> The tasks:
(a) Summarize the message about CL in two sentences.
(b) For each statement, say whether the message about CL supports it, answering yes or no and quoting the deciding words: (i) the quoted reply names two primary roles for CL; (ii) the writer asks Steve whether Robert Kent would attend; (iii) the writer wants the scenario generalized into information flow and IFF at the summit.

> Extract provided:
──────────
John, Steve & All: (01)
Nice description of the role of CL. (02)
At the summit, I'd like to see this scenario generalized into
information flow and IFF. (03)
John: Any chance Robert Kent would attend ? (04)
John F. Sowa wrote:
> Pat,
>
> There are two primary roles for CL:
>
> 1. To serve as a target for translations to and from a wide
> range of logic-based languages.
>
> 2. To provide a model-theoretic semantics for any notation
> that can be translated to CL (i.e., for any sentence s in
> any language L, and for any model M, the truth value of s
> in the model M shall be defined as the truth value in M
> of the CL statement to which s is translated).
>
> > Do you have a list of the open-source reasoning engines that
> > support any of the implementations of CL?
>
> Any reasoning engine for any language that is translatable to CL
> is a reasoning engine for that subset of CL.
──────────
> Records provided:
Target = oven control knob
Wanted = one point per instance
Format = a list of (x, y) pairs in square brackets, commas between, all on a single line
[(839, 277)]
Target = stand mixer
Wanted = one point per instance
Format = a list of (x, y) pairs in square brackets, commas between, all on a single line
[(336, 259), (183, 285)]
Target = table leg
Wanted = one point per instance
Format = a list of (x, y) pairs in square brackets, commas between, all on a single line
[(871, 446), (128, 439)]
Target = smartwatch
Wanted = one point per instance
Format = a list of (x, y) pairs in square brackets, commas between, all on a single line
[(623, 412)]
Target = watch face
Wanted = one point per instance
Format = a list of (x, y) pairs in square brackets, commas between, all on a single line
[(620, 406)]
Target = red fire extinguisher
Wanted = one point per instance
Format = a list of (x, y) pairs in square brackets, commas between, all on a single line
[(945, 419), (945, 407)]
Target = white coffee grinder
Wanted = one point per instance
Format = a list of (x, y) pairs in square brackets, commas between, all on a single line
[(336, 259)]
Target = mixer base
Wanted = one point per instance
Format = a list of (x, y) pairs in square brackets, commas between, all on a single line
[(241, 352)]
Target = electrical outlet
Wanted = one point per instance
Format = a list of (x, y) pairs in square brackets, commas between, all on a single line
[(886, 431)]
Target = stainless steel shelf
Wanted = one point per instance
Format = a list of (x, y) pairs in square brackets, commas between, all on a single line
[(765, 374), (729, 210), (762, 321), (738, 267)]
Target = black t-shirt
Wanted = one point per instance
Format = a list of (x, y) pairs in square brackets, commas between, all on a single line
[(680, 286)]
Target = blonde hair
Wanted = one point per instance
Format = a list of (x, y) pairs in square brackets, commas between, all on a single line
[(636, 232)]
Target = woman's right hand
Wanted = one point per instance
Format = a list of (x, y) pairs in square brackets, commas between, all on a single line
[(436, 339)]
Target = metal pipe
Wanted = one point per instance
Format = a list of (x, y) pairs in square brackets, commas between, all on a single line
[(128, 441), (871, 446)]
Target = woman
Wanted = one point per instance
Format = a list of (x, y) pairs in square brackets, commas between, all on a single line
──────────
> Outputs for the tasks:
(a) The writer praises a description of the role of CL, says the scenario should be generalized into information flow and IFF at the summit, and asks John whether Robert Kent would attend. The quoted reply from John F. Sowa gives CL two primary roles, serving as a target for translations to and from logic-based languages and providing a model-theoretic semantics for any notation translatable to CL, and says any reasoning engine for a language translatable to CL is a reasoning engine for that subset of CL.

(b)
(i) Yes: "There are two primary roles for CL:"
(ii) No: "John: Any chance Robert Kent would attend ?"
(iii) Yes: "At the summit, I'd like to see this scenario generalized into information flow and IFF."